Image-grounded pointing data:

------------------------------------------------

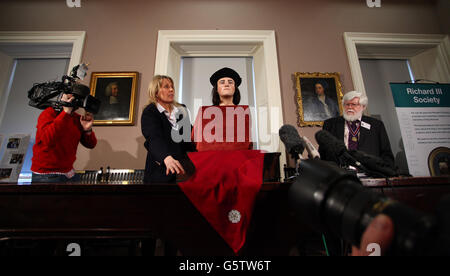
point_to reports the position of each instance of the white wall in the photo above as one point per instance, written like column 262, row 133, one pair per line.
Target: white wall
column 6, row 66
column 377, row 75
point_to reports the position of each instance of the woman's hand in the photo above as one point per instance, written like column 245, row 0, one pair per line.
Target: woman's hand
column 87, row 121
column 68, row 98
column 173, row 166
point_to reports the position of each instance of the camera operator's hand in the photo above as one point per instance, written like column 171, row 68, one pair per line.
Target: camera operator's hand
column 380, row 231
column 173, row 166
column 68, row 98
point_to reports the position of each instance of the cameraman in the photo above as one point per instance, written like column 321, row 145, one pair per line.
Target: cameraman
column 57, row 138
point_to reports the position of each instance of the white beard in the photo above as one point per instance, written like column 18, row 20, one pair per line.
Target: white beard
column 352, row 118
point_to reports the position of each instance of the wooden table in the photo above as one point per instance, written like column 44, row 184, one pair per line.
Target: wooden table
column 107, row 211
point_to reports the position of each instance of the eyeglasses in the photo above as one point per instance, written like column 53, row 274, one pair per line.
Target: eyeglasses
column 350, row 105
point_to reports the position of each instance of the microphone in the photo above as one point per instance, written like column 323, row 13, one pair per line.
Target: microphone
column 290, row 138
column 312, row 151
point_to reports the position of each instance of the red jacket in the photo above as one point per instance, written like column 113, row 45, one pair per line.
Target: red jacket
column 57, row 139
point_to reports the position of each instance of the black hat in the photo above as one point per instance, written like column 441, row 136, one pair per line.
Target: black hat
column 225, row 73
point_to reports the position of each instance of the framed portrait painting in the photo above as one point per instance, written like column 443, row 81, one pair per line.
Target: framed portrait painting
column 117, row 94
column 319, row 97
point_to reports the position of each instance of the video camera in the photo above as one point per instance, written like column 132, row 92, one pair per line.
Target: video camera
column 331, row 200
column 48, row 94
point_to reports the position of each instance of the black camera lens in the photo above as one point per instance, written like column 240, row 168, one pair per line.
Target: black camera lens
column 333, row 201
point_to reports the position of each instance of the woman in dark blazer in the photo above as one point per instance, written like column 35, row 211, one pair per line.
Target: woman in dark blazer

------------------------------------------------

## About this exercise
Reproduce the lines of the entries above from the one with "Target: red jacket" to the one with "point_to reports the position of each instance of the woman in", both included, exactly and without any other line.

## Output of the task
Target: red jacket
column 57, row 139
point_to reports the position of each instance of the black hat in the photo above as one point per instance, written like column 441, row 136, one pair per line.
Target: black hat
column 225, row 73
point_to reports the position of each instance of the framed portrait painting in the photo above as one point per instance, written like column 443, row 81, one pair per line.
Target: framed portrait painting
column 117, row 94
column 319, row 97
point_to reports the position of each instance of the video camera in the photo above as one point per instance, written like column 132, row 92, one pair per line.
Target: video camera
column 331, row 200
column 48, row 94
point_to reports the position of each instance of the black camera lens in the photo above as one point per instance, written like column 240, row 168, one pair per line.
Target: black camera lens
column 333, row 201
point_to reports the position of each instance of the woman in dark blazer in the photo above as one point per instance, written like column 35, row 211, one pair per line.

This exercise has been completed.